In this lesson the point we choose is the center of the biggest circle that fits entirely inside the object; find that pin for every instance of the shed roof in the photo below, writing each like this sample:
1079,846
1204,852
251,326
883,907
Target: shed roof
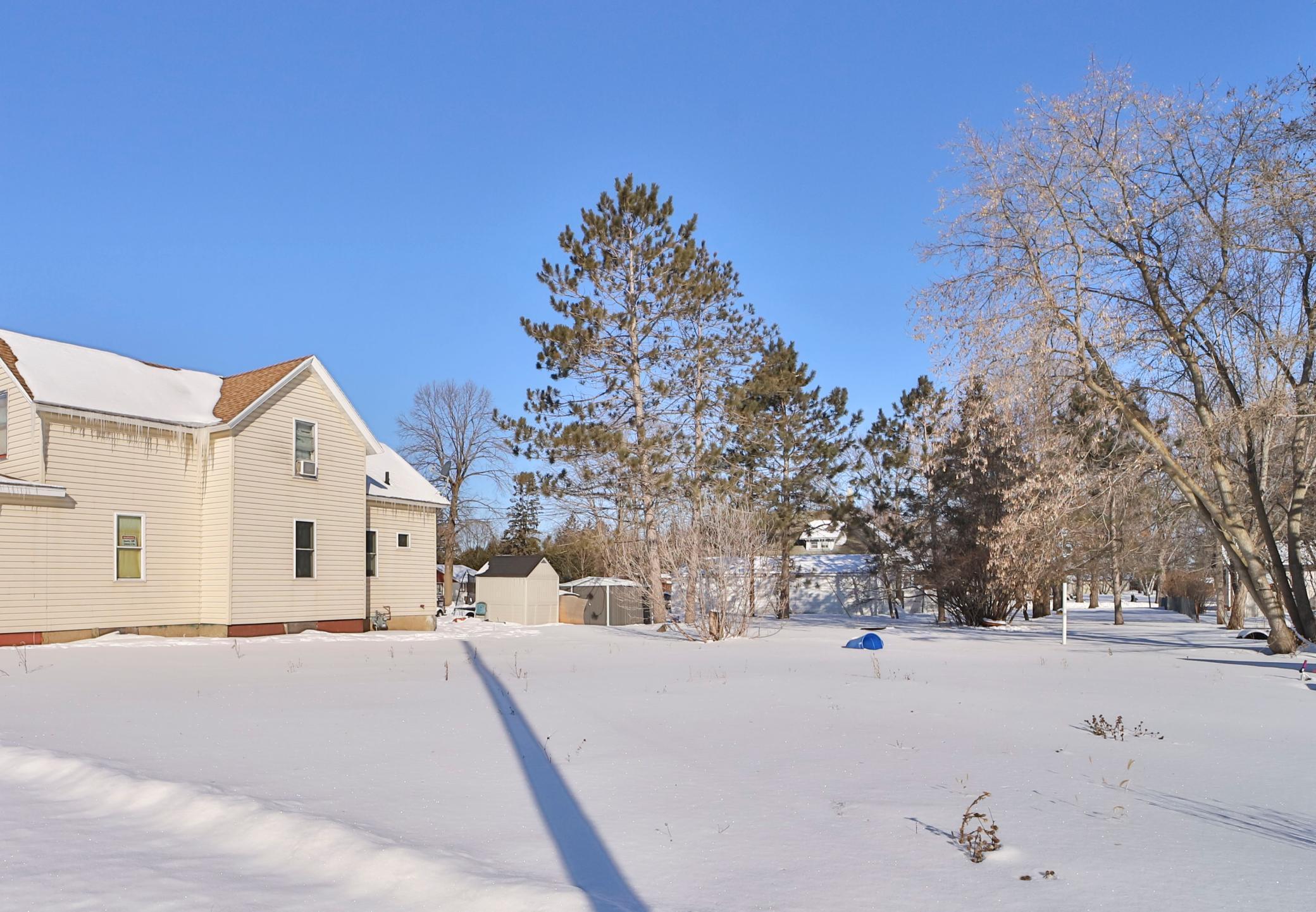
600,581
512,565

+---+

→ **DIRECTIONS FOR THIS TASK**
Shift every answer coordinate by adding 140 to each of its numbers, and write out all of the lines above again, requests included, while leaving the sample coordinates unchanged. Leave the pictures out.

→ **ANSWER FOR THE TASK**
In this lesson the point we choose is the center of the biggest circle that fits entirely inside the object; find that pin for every instance of the shed roof in the photo below, writing each like this sample:
1079,846
1204,852
251,326
883,907
Target: shed roof
740,721
652,705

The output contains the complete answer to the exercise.